(Saved data entries)
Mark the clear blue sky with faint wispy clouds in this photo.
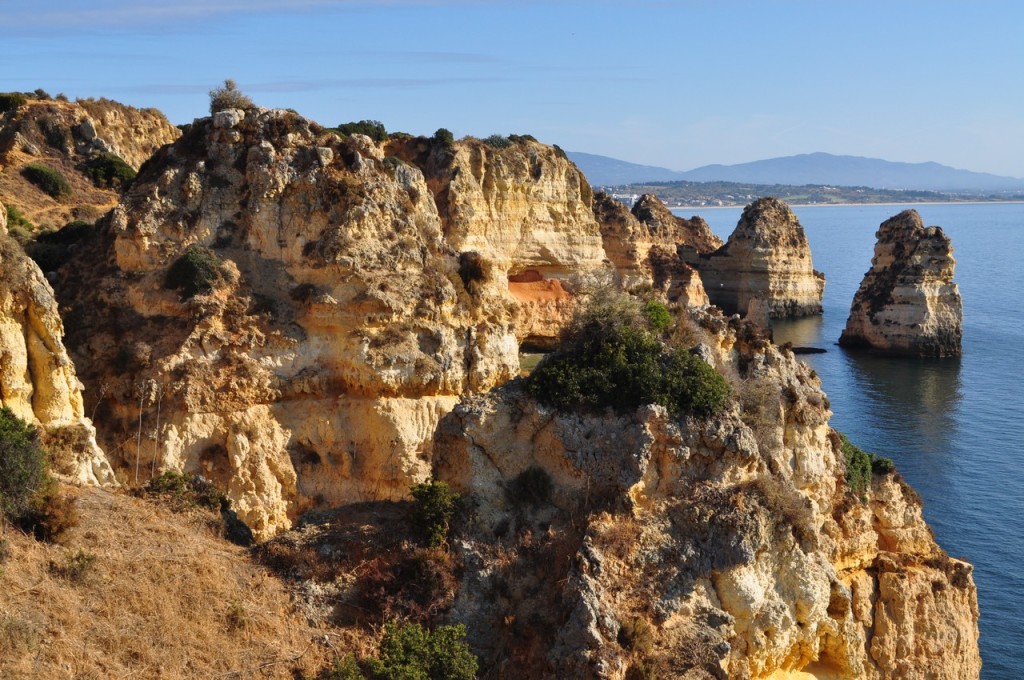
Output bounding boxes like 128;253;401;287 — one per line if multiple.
0;0;1024;177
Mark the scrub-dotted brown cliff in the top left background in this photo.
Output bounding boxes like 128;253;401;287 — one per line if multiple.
0;98;181;228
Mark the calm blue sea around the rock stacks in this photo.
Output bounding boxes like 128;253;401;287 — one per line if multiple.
676;204;1024;680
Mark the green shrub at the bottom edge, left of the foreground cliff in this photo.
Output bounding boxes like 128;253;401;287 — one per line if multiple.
367;624;478;680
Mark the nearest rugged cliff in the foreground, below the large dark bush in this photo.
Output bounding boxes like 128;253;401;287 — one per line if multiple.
434;312;980;679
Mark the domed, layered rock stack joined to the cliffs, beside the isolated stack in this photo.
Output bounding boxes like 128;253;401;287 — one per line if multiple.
686;198;824;318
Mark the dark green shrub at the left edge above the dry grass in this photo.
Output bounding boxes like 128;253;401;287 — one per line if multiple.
0;407;50;522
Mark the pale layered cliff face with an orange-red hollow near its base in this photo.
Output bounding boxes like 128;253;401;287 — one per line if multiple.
388;136;612;348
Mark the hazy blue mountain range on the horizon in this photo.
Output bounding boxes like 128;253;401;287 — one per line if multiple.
567;152;1024;194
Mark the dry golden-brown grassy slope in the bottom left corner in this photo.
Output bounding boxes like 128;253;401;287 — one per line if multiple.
0;488;333;679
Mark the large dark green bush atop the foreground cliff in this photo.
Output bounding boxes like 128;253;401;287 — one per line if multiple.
526;299;729;417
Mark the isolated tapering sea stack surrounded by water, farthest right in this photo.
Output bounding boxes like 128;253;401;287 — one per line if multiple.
839;210;964;356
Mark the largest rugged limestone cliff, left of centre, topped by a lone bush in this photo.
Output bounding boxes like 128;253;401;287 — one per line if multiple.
60;109;536;538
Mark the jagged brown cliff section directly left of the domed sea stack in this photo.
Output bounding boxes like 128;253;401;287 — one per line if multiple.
594;193;704;307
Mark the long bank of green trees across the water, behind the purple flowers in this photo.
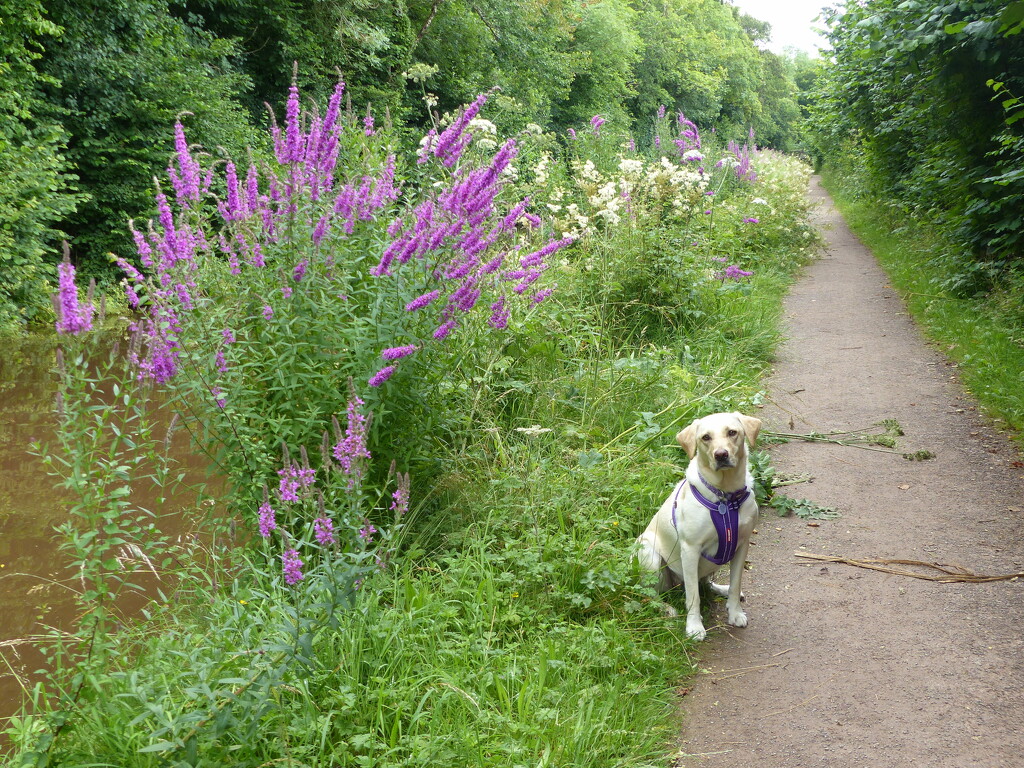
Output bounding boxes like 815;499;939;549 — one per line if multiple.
0;0;799;326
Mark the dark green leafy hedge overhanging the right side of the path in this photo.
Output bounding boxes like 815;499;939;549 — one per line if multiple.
813;0;1024;296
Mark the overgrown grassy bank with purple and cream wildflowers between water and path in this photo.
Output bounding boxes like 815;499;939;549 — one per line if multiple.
7;76;815;768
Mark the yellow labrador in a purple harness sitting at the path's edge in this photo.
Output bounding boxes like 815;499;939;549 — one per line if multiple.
637;413;761;640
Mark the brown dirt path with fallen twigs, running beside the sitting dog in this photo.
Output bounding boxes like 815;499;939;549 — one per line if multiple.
677;181;1024;768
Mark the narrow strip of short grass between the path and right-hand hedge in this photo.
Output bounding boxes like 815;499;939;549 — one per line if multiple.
822;173;1024;441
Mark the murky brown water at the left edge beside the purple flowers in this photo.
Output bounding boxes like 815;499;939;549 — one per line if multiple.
0;337;211;751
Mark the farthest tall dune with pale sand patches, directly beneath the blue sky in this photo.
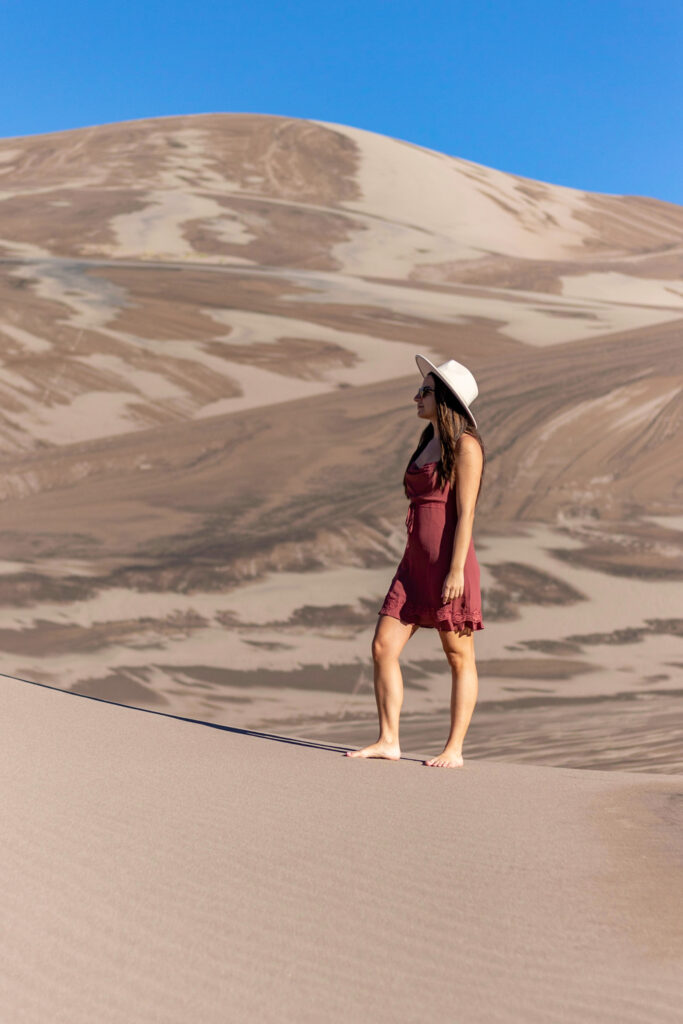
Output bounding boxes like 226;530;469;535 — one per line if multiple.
0;115;683;451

### PROBLEM TO WORK ON
Write out every line in the data that holds the string "rugged".

### ANSWER SPACE
Mark the nearest rugged cliff in the foreground, below the large dark bush in this photo.
Mark the largest rugged limestone cliff, left of centre, topped by a lone bush in this photo.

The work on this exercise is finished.